● **WRITTEN EXERCISE**: Revise the lines below by changing "photo" to "image" wherever it occurs, keeping everything else the same. Leave the pictures out of your answer.

(Items listed in a dataset)
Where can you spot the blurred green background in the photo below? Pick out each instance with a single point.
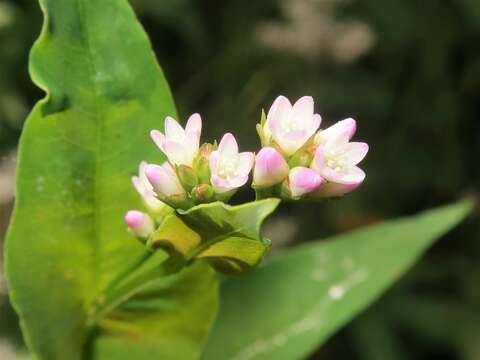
(407, 70)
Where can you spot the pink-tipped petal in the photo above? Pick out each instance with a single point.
(228, 145)
(303, 108)
(140, 224)
(220, 184)
(173, 130)
(353, 176)
(270, 168)
(194, 124)
(158, 138)
(176, 153)
(314, 125)
(245, 162)
(303, 181)
(279, 108)
(348, 126)
(164, 180)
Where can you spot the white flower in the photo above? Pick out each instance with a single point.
(179, 145)
(302, 180)
(336, 159)
(270, 168)
(145, 189)
(164, 180)
(229, 168)
(291, 126)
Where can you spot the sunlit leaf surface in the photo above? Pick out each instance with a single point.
(289, 307)
(80, 145)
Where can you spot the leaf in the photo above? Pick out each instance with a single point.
(67, 241)
(287, 308)
(157, 323)
(226, 236)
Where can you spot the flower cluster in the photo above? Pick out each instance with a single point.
(297, 160)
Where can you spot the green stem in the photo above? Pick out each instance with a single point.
(130, 286)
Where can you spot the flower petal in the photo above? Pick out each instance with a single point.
(220, 184)
(214, 162)
(348, 125)
(303, 180)
(353, 176)
(176, 153)
(270, 168)
(158, 138)
(173, 130)
(303, 108)
(194, 124)
(355, 152)
(245, 162)
(228, 146)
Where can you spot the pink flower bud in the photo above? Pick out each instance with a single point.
(164, 180)
(270, 168)
(144, 188)
(303, 180)
(178, 144)
(336, 159)
(140, 224)
(228, 167)
(292, 125)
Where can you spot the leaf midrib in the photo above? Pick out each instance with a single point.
(99, 126)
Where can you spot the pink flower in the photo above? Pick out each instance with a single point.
(229, 168)
(302, 181)
(164, 180)
(145, 189)
(270, 168)
(179, 145)
(336, 159)
(291, 126)
(140, 224)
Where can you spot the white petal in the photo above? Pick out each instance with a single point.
(348, 125)
(158, 138)
(228, 146)
(176, 153)
(354, 175)
(303, 109)
(173, 130)
(355, 152)
(194, 124)
(245, 162)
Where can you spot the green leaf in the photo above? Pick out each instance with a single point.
(157, 322)
(67, 242)
(226, 236)
(287, 308)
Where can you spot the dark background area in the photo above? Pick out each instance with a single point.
(407, 70)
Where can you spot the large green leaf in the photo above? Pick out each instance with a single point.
(67, 241)
(226, 236)
(290, 306)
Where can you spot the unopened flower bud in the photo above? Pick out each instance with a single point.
(140, 224)
(301, 158)
(201, 164)
(292, 125)
(164, 180)
(187, 177)
(203, 193)
(229, 168)
(270, 168)
(336, 159)
(302, 181)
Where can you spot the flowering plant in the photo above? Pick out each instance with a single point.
(297, 160)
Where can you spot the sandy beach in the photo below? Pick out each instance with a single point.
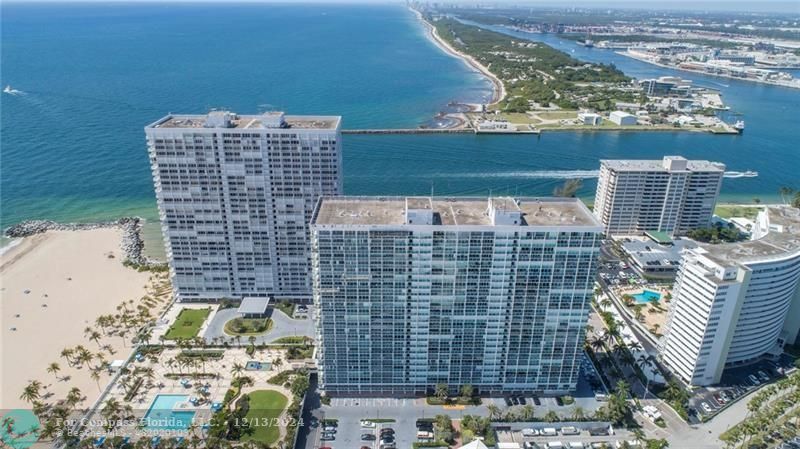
(499, 89)
(52, 286)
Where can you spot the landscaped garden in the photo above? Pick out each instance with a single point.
(265, 408)
(248, 326)
(188, 324)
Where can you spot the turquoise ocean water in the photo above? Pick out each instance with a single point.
(92, 76)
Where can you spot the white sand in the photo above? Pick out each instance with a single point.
(43, 264)
(499, 89)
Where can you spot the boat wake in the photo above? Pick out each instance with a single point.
(11, 91)
(739, 174)
(541, 174)
(563, 174)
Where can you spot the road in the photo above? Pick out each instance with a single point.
(282, 326)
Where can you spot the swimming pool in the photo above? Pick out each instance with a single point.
(647, 296)
(161, 415)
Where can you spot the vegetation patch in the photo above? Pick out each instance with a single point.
(188, 324)
(285, 307)
(248, 326)
(198, 354)
(292, 341)
(265, 407)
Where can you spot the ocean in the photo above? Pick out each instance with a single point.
(92, 76)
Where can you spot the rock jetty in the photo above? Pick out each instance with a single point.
(132, 244)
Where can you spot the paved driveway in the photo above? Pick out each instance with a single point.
(282, 326)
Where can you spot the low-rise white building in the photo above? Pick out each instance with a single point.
(622, 118)
(589, 118)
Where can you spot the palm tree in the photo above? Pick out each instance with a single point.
(53, 368)
(95, 337)
(237, 369)
(551, 416)
(67, 354)
(32, 391)
(597, 343)
(494, 411)
(74, 397)
(623, 388)
(441, 391)
(96, 377)
(527, 412)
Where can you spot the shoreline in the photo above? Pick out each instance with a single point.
(55, 284)
(700, 72)
(498, 88)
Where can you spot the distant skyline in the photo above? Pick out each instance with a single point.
(781, 6)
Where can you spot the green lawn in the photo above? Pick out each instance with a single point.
(188, 324)
(728, 211)
(285, 307)
(265, 409)
(248, 326)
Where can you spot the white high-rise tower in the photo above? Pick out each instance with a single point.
(235, 195)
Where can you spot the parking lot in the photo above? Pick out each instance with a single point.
(539, 435)
(352, 433)
(736, 382)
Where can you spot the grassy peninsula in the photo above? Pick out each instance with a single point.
(535, 73)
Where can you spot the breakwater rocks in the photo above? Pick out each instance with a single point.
(132, 244)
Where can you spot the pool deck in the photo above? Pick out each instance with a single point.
(142, 401)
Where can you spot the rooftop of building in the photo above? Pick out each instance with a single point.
(231, 120)
(677, 163)
(649, 253)
(782, 238)
(455, 211)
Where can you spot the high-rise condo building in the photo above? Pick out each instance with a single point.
(672, 196)
(413, 292)
(735, 303)
(235, 195)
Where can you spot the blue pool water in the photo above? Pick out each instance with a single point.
(160, 416)
(647, 296)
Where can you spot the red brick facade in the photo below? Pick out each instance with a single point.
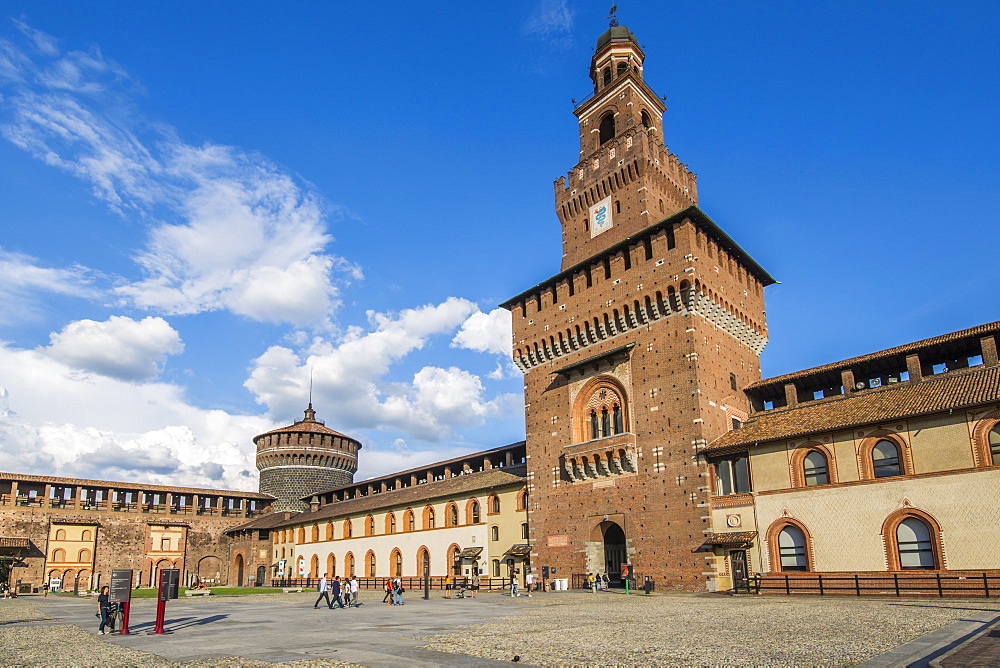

● **SOLUTION TO THIS EXERCISE**:
Where can you spot the blurred green background in the image below? Pick out each instance with a single point.
(407, 70)
Where can you spot the pink-tipped petal in the image above? Pick out each instance with a single point.
(228, 145)
(303, 108)
(140, 224)
(220, 184)
(173, 130)
(353, 176)
(270, 168)
(194, 124)
(158, 138)
(176, 153)
(314, 125)
(245, 162)
(303, 181)
(279, 108)
(348, 126)
(164, 180)
Where can you spot the white flower in the image above? Pick out each instance with a single point.
(179, 145)
(302, 180)
(336, 159)
(270, 168)
(145, 189)
(164, 180)
(229, 168)
(291, 126)
Where can you spot the sunlit leaf surface in the image above? Pick out each instance with a single point.
(289, 307)
(80, 145)
Where can you spot the leaf in the image above? Pick out each instance with a single point.
(67, 241)
(287, 308)
(157, 323)
(226, 236)
Where can you spot the flower cluster in the image above? Pick out each instance with a single point.
(297, 160)
Where can you spot the green stem in the image above? Pick out each instance with a single point.
(130, 286)
Where can you spot the flower petal in the image above? Pick out each instance with a single point.
(220, 184)
(214, 162)
(348, 125)
(303, 180)
(353, 176)
(176, 153)
(270, 168)
(158, 138)
(173, 130)
(303, 108)
(194, 124)
(355, 152)
(245, 162)
(228, 146)
Where can you spot the pink flower bud in the image above? Pick out each instance with a single point.
(164, 180)
(270, 168)
(144, 188)
(303, 180)
(178, 144)
(336, 159)
(140, 224)
(228, 167)
(292, 125)
Where can you spot the leaf midrib in the image above? Pick out each instance with a single point.
(99, 126)
Where can you spot the pink flower in the image above? Pick out each instance with a single point.
(229, 168)
(302, 181)
(164, 180)
(145, 189)
(270, 168)
(179, 145)
(336, 159)
(291, 126)
(140, 224)
Where can you spot the white petal in the image above? Pick out each instance with a single point.
(348, 125)
(158, 138)
(228, 146)
(176, 153)
(354, 175)
(303, 109)
(173, 130)
(355, 152)
(194, 124)
(245, 162)
Where can you spot the green leaf in the image above? Pick out each instance with a single point.
(157, 322)
(67, 242)
(226, 236)
(287, 308)
Where can you spot the dark background area in the image above? Pick out each instance with a single point.
(407, 70)
Where can you spot the large green leaf in the image above? Pick out each instance with a single point.
(67, 241)
(226, 236)
(290, 306)
Where can you spot the unopened flower bud in the image above? Pick out each instance with a single point.
(140, 224)
(301, 158)
(201, 164)
(292, 125)
(164, 180)
(187, 177)
(203, 193)
(229, 168)
(270, 168)
(336, 159)
(302, 181)
Where can you spot the flowering plant in the image above? Pick out each instance with a single point.
(297, 160)
Where can you spot the sandy beach in the image below? Pick out each instance with a single point.
(499, 89)
(52, 286)
Where can you spot the landscaped garden in the image above? Pick out each instance with a single point.
(265, 408)
(248, 326)
(188, 324)
Where can you spot the turquoise ocean water in the image above? Pick out each instance with a single point.
(92, 76)
Where can you spot the white sand in the image above? Pick out each instance with a single point.
(43, 264)
(499, 89)
Where can you spot the boat wake in the image above? Pick out each instance with a single point.
(11, 91)
(739, 174)
(541, 174)
(563, 174)
Where can you spot the road in the image above? Pick out each instance with a single point.
(282, 326)
Where can you spot the swimming pool in the image above? Pick out each instance with a single point.
(647, 296)
(161, 415)
Where can you spot the vegetation patch in the image above? Pick out each instance with a single point.
(188, 324)
(285, 307)
(248, 326)
(198, 354)
(292, 341)
(265, 407)
Where can you spot the ocean in the image above? Pick out each instance with a single point.
(92, 76)
Where can you spot the rock jetty in the image above? Pick out each instance with a single point.
(132, 244)
Where can you spot the paved driveway in the image above? Pick out each instance with a single point.
(282, 326)
Where can you spot the low-rise white building in the image above? Pick out each instance with a single point.
(622, 118)
(589, 118)
Where can you spot the palm tree in the image above? Pick out each instance with a single point.
(53, 368)
(95, 337)
(237, 369)
(551, 416)
(67, 354)
(32, 391)
(597, 343)
(494, 411)
(74, 397)
(623, 388)
(441, 391)
(96, 377)
(527, 412)
Where can you spot the shoreline in the image above? Pick out each instance with a single point.
(55, 284)
(700, 72)
(498, 88)
Where can you spot the distant skyline in the image above? Pick out each instance with a single point.
(781, 6)
Where can you spot the green lawn in the image above? Pick out each instance with a single point.
(188, 324)
(728, 211)
(285, 307)
(265, 409)
(248, 326)
Where can you spot the white high-rise tower in the image above? Pick out each instance with a single point.
(235, 195)
Where can you spot the parking lot in the image above? Pick out each instance with a single point.
(539, 435)
(352, 433)
(736, 382)
Where can you spot the grassy peninsula in the image above? Pick out each instance with a single point.
(535, 73)
Where can you spot the breakwater rocks in the image above? Pick out each instance with a single point.
(132, 244)
Where can you spot the pool deck in the image above? Pick out each instance with a single point.
(142, 401)
Where can you spot the rooftop of building in the image above? Pick out each instance with a single point.
(231, 120)
(677, 163)
(649, 253)
(782, 238)
(455, 211)
Where can you spot the high-rise condo building in the image above? Pick out each instance with a single point.
(672, 196)
(413, 292)
(735, 303)
(235, 195)
Where can you spot the blue pool water in the image above? Pick out each instance with a single point.
(160, 416)
(647, 296)
Where can you spot the red brick facade in the image below? Pick out each instance with a single point.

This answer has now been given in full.